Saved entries
----------
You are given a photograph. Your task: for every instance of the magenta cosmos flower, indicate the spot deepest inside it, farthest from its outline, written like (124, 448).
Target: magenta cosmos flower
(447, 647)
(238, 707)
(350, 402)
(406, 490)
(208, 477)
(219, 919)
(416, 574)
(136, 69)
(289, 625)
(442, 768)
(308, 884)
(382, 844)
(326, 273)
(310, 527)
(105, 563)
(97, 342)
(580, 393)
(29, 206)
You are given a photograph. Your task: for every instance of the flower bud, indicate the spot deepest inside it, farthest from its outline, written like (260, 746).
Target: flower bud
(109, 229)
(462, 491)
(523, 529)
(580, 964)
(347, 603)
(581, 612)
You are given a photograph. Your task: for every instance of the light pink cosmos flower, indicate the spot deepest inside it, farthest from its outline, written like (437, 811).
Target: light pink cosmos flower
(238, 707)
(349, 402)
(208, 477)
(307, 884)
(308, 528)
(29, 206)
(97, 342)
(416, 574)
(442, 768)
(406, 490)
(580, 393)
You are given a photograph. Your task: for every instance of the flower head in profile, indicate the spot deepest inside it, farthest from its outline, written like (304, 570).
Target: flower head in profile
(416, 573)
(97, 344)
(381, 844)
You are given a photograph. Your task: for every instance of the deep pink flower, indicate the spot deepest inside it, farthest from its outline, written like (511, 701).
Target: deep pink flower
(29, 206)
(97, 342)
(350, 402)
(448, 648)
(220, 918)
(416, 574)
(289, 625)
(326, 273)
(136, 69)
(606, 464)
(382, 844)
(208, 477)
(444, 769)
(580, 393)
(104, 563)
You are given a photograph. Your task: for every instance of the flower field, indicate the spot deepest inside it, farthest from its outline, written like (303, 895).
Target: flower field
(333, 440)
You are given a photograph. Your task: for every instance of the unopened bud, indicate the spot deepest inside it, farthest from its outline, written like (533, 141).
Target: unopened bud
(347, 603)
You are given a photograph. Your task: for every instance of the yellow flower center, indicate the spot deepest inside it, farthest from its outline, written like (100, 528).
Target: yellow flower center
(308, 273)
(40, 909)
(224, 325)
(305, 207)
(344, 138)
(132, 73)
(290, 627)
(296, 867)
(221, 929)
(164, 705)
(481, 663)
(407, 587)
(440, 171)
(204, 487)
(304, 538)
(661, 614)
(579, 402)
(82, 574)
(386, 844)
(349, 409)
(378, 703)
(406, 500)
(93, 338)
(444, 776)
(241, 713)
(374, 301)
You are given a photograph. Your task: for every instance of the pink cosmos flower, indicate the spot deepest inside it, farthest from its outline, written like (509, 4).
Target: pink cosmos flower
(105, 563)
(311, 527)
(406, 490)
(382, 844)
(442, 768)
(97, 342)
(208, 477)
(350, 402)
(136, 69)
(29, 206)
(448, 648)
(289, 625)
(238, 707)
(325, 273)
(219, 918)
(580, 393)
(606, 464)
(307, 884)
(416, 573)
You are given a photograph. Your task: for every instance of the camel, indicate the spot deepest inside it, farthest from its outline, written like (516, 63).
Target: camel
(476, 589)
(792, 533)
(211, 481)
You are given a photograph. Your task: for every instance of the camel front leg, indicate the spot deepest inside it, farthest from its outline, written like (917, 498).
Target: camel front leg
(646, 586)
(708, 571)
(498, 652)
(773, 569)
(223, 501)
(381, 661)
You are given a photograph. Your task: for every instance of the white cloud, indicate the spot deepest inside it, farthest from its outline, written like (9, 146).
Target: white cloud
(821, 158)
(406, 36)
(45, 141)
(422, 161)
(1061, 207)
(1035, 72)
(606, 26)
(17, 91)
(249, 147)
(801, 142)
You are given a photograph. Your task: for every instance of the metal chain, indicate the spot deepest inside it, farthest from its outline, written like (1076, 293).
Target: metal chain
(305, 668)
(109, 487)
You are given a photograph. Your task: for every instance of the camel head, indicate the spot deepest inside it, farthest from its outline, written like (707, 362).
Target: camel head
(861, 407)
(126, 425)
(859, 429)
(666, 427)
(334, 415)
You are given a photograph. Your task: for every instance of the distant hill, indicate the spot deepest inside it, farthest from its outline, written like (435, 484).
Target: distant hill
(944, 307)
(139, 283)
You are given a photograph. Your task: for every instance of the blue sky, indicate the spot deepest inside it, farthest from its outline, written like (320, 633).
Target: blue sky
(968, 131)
----------
▶ TASK REQUIREMENTS:
Rewrite the lines from the one containing "like (320, 633)." through the end of the saved entries as a two-column CSV with the columns text and answer. Give one row for each text and its answer, with every field quoted and line breaks replaced by spaces.

▶ ANSWER TO THE TASK:
text,answer
"You are given a photograph. Your task: for every instance of the blue sky, indicate the spot deepest inside it, farthest from its outline, written like (320, 633). Target: blue sky","(968, 131)"